◆ **Compito da svolgere**: Estrai tutte le righe dei record riportati qui sotto e ricopiale identiche, senza alcuna modifica.

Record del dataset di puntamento
★ ★ ★ ★ ★
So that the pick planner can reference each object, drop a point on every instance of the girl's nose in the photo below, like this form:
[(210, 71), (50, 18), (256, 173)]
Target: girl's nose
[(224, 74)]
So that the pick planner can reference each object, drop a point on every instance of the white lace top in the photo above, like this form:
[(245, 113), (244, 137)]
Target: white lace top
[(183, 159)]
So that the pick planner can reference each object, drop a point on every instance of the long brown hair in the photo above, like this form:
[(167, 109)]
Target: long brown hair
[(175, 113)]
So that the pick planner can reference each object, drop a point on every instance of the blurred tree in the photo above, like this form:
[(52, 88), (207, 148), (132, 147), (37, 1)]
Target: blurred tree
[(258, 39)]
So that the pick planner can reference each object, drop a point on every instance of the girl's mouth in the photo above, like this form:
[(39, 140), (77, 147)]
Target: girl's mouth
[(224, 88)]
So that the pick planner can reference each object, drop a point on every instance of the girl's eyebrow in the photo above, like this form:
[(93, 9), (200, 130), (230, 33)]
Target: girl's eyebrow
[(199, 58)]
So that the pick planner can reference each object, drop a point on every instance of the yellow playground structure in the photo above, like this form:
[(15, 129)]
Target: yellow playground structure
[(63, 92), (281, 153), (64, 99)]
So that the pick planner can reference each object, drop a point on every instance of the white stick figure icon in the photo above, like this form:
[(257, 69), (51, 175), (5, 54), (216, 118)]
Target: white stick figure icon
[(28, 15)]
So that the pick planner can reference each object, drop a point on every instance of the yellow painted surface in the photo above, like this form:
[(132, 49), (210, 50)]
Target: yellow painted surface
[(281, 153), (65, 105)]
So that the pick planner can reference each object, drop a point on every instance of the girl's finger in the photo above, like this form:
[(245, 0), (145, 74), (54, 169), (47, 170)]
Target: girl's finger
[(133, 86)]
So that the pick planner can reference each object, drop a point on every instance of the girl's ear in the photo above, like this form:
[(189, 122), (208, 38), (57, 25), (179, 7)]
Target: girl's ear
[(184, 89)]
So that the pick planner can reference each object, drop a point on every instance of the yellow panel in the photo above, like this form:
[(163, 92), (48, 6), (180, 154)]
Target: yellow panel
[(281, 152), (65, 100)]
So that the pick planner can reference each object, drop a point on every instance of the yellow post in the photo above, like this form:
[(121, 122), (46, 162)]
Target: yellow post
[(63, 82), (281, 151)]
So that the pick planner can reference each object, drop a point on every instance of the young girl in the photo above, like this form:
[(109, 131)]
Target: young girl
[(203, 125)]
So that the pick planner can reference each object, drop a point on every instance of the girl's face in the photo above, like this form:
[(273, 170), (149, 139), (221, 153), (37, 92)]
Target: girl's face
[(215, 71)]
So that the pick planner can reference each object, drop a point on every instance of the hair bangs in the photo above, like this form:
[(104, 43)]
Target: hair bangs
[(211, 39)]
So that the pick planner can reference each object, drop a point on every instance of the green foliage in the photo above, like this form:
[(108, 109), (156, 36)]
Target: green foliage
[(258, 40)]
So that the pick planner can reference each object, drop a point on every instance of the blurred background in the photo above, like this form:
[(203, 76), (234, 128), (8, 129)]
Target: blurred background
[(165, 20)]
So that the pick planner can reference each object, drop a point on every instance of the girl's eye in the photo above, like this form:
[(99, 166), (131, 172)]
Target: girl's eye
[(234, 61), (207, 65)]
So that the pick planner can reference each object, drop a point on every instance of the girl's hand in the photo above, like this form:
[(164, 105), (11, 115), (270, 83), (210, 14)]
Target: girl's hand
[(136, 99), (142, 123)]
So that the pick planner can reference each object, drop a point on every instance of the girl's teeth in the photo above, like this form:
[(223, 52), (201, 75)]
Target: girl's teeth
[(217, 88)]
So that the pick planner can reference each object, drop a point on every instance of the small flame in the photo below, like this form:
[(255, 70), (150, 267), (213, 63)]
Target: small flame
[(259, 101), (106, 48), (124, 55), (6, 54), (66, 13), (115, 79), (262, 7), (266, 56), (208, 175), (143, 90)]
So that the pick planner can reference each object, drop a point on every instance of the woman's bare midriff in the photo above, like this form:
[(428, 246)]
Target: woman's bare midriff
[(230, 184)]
★ ★ ★ ★ ★
◆ **Risposta corretta**:
So that the pick planner can reference each object, drop a point on every instance of the girl's nose in the photo below, like this form:
[(210, 71), (50, 18), (256, 173)]
Target: girl's nose
[(224, 74)]
So that the pick planner can reference each object, drop a point on every instance of the white lace top in the photo above, like this form:
[(245, 113), (244, 137)]
Target: white lace top
[(183, 159)]
So that the pick planner can reference each object, drop a point on every instance of the long brown hair in the photo above, like this form:
[(167, 109)]
Target: long brown hair
[(175, 113)]
So that the pick planner can reference each object, drop a point on every instance of the blurred tree in the photo above, like this form:
[(52, 88), (207, 148), (132, 147), (37, 1)]
Target: blurred tree
[(258, 39)]
So that the pick planner can reference each object, drop a point on every instance of the girl's mouth in the photo above, like this form:
[(39, 140), (77, 147)]
Target: girl's mouth
[(224, 88)]
So that the pick planner can reference each object, drop a point on every instance of the girl's eyebrow in the photo above, like this form:
[(93, 9), (200, 130), (230, 33)]
Target: girl's eyebrow
[(199, 58)]
So that the pick planner can reference each object, drop a point on every instance of the yellow playground structure in the photo above, like this form:
[(15, 129)]
Target: yellow playground structure
[(63, 92), (281, 153), (64, 99)]
So that the pick planner can reference each object, drop a point on every instance of the white stick figure icon in the photo above, like this form:
[(257, 69), (51, 175), (5, 54), (216, 118)]
Target: white stick figure icon
[(28, 15)]
So that the pick planner can reference each object, drop a point on every instance of the yellow painted surface in the photo above, like this form:
[(132, 49), (210, 50)]
Target: yellow painted surface
[(281, 153), (65, 105)]
So that the pick planner can reference each object, drop a point on every instance of the girl's finger in the photo above, like this form:
[(245, 0), (145, 74), (54, 169), (47, 170)]
Target: girl's finger
[(133, 86)]
So that the pick planner can reference each object, drop a point on every instance of the girl's ear in the photo above, like this form:
[(189, 122), (208, 38), (57, 25), (179, 7)]
Target: girl's ear
[(184, 89)]
So that the pick planner can reference each object, drop a point on every instance of the yellow panel in the photo above, like this form:
[(163, 92), (48, 6), (180, 154)]
Target: yellow panel
[(281, 152), (65, 100)]
So that the pick planner can reference each object, drop a point on every instance of the yellow post in the photo above, like this form:
[(121, 122), (46, 162)]
Target: yellow post
[(63, 82), (281, 151)]
So that the pick planner can reference each object, drop a point on every instance of the young girl in the photo above, like this form:
[(109, 131)]
Target: young girl
[(203, 125)]
So that the pick planner can reference each object, drop a point on every instance of the girl's face in the photo above, like this form:
[(273, 170), (149, 139), (221, 153), (37, 92)]
Target: girl's face
[(215, 71)]
So that the pick planner can reference each object, drop a point on every instance of the hair bangs in the photo above, like this form:
[(104, 43)]
Target: hair bangs
[(211, 39)]
So that the pick planner can reference each object, drop a point on every instance of the green foliage in the photo above, like this form:
[(108, 109), (156, 36)]
Target: green foliage
[(258, 40)]
So that the pick planner can reference each object, drop a point on every instance of the blurred background in the photo above, like this form:
[(203, 76), (234, 128), (8, 129)]
Target: blurred background
[(165, 20)]
So that the pick planner can reference each object, drop a point on every instance of the girl's eye in the photo above, like this form:
[(99, 166), (131, 172)]
Target: girl's eye
[(234, 61), (207, 65)]
So that the pick planner can reference each object, drop a point on every instance of the girl's hand in the photo above, like this form:
[(164, 105), (11, 115), (270, 83), (210, 14)]
Target: girl's hand
[(136, 99), (142, 123)]
So that the pick planner can reference each object, drop a point on every instance of the girl's teeth in the photo above, like this form:
[(223, 52), (201, 75)]
Target: girl's teeth
[(217, 88)]
So that the pick planner can reference each object, drop a point on every instance of the small flame in the photo below, like this form:
[(255, 70), (150, 267), (213, 63)]
Target: small flame
[(259, 101), (106, 48), (124, 55), (6, 54), (66, 13), (115, 79), (262, 7), (266, 56), (208, 175), (143, 90)]
So that the pick planner can reference each object, drop a point on every instance of the woman's bare midriff in the photo above, like this form:
[(428, 246)]
Target: woman's bare midriff
[(230, 184)]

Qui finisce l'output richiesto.